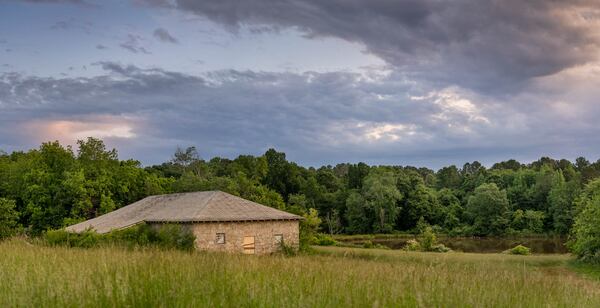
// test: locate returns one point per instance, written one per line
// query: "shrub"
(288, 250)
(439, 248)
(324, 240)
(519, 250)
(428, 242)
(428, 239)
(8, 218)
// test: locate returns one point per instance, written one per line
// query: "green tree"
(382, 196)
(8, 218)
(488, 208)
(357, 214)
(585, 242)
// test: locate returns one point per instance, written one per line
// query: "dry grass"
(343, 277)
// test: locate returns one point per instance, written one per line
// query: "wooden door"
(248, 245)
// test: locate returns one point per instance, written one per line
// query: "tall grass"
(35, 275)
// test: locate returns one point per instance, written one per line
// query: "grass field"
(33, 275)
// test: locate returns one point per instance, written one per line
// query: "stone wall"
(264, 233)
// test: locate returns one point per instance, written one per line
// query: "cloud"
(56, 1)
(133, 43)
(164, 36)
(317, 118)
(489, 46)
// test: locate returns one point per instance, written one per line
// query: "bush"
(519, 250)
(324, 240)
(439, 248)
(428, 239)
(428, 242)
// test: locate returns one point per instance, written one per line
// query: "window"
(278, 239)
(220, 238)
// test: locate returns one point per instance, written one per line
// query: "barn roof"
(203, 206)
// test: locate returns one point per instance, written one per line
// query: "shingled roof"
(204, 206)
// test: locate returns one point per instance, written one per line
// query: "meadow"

# [Required task]
Pull out each line from the rows above that contains the word "grass". Case counts.

# [Solution to this exercise]
// query: "dry grass"
// query: "tall grass"
// query: "grass field"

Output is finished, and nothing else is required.